◆ **Görev ve koşullar**:
Aşağıdaki kaynak metne göre şu soruları lütfen yanıtlayın:
1. Resmi ağızlara göre ülke genelinde "evet" yüzde kaçla çıktı?
2. Dersim'de kaç kamu emekçisi ihraç edildi?
3. Şehirde nüfusun dağılımı çıkarılsa hangi kesimlerden oluşan bir tablo ortaya çıkar?

◆ **Kaynak metin**:
···
22 Nisan 2017 00:24

Dersim neden rekor oranda 'hayır' dedi?

Elif Demir, Başkanlık referandumunda yüzde 80 ile 'hayır' diyen Dersim'de neden böyle bir sonuç çıktığını Evrensel'e yazdı.

Paylaş

Elif DEMİR
Dersim

Ülke için, özellikle de şehrimiz için emek, barış, demokrasi ve gerçek laiklik mücadelesine dönüşen anayasa değişikliğini içeren referandumu geride bıraktık. Resmi ağızlar ülke genelinde yüzde 51 ile “evet”in çıktığını söyledi. Ama bizce “hayır” kazandı! Dersim ise yüzde 80.4 ‘hayır’la sözünü söyledi. Dersim’den İstanbul’a, Diyarbakır’dan İzmir’e, Ankara’dan Mardin’e ülkenin doğusu ile batısı kucaklaştı. Ben Dersim’in neden böylesi bir tercih yaptığını anlatmaya çalışacağım dilimin döndüğünce.

208 kamu emekçisinin ihraç edildiği (Son çıkan iade KHK’lerinde 4 kişi iade edildi), belediye başkanlarının ve başkan yardımcılarının tutuklandığı, belediyeye kayyım atandığı, tüm eylem ve etkinliklerin yasaklandığı, her haftaya onlarca gözaltı ve tutuklamalarla uyanıldığı, baraj ve HES projelerinin resmi gazetede yayımlanan acil kamulaştırma kararı ile alelacele pratiğe geçirildiği bir memleketin havasından bahsedeceğim size. Dersim doğası ile öne çıkan küçük bir cennet gibi, ancak iş olanakları da bir o kadar sınırlı bir kent. Şehirde nüfusun dağılımı çıkarılsa; memurlar, işçiler (taşeron ağırlıklı), esnaf, işsizler ve köylülerden oluşan bir tablo çıkar ortaya. Yatırımı olmayan bir şehirden bahsediyoruz; “Bize oy verirseniz yatırım yaparız” denilmesine karşın halkın oylarını hiçbir “yatırıma” satmadığı bir şehirden!
···
◆ **Veri kayıtları**:

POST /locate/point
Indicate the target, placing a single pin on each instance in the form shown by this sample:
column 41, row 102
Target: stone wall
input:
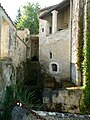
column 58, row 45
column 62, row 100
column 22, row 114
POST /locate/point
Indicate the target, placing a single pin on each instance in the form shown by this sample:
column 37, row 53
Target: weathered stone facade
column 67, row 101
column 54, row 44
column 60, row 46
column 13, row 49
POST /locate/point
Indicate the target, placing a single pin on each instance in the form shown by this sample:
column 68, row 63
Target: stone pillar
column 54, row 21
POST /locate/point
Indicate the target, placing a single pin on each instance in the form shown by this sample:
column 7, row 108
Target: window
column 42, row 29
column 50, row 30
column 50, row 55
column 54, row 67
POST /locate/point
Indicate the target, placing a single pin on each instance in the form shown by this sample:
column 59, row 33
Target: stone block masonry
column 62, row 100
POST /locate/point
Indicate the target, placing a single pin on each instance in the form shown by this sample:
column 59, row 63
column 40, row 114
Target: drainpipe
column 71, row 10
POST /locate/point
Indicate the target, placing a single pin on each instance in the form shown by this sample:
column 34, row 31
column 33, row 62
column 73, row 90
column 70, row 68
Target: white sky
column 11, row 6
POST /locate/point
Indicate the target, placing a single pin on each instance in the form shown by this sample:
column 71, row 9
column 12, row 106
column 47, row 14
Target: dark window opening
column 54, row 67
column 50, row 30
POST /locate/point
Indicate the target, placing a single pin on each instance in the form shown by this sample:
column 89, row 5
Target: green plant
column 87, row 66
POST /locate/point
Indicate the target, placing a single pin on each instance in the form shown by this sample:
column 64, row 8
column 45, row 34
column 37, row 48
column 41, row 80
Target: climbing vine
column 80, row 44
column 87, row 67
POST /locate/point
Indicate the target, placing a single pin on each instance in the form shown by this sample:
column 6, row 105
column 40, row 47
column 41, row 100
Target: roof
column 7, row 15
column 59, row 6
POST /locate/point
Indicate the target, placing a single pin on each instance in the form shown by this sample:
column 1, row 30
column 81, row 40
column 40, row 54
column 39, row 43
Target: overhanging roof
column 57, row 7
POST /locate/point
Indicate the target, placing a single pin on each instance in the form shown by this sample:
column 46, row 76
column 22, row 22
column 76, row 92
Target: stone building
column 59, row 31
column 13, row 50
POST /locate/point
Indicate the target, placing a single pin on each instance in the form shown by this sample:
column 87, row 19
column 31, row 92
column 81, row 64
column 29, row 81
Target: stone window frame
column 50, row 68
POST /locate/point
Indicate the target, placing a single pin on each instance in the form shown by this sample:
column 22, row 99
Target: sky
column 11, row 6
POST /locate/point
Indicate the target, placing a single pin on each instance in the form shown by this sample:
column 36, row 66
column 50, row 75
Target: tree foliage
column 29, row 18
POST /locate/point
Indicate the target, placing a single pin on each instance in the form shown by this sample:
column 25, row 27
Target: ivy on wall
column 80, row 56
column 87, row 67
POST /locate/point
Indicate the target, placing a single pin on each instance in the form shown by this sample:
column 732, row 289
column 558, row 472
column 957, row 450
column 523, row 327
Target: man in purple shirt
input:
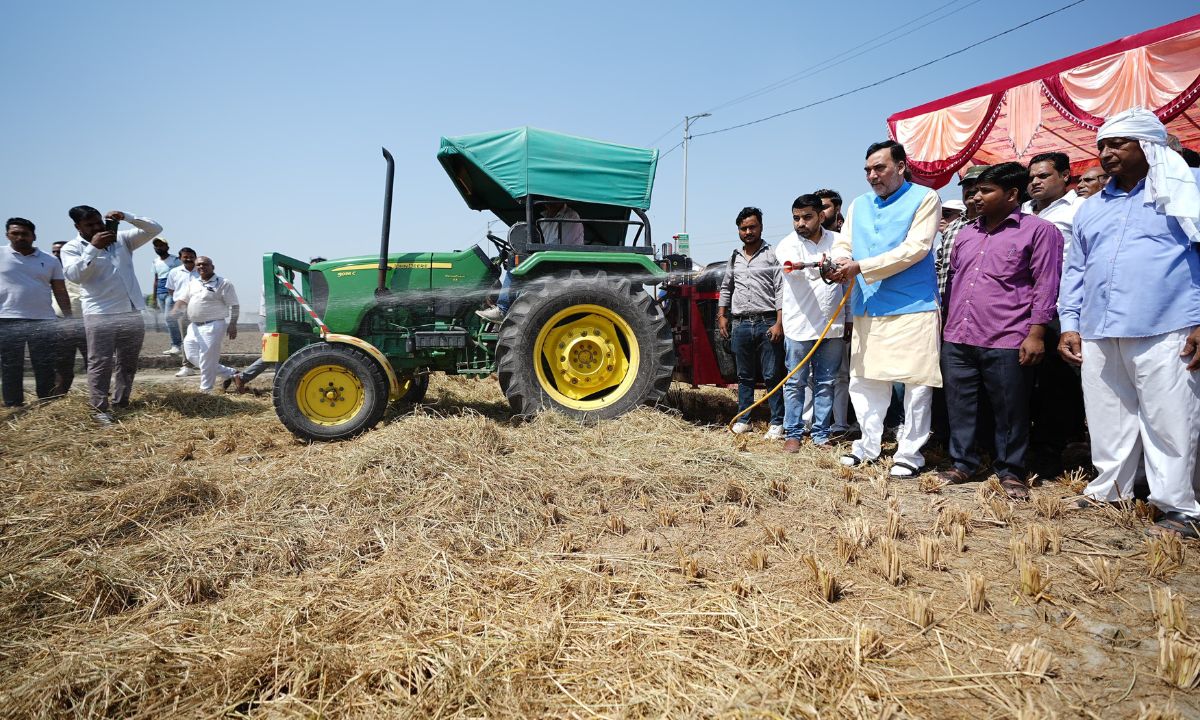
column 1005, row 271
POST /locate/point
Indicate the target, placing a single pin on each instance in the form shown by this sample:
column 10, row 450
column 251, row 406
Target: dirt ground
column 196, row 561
···
◆ **Nihai sonuç**:
1. Yüzde 51
2. 208
3. Memurlar, işçiler (taşeron ağırlıklı), esnaf, işsizler ve köylüler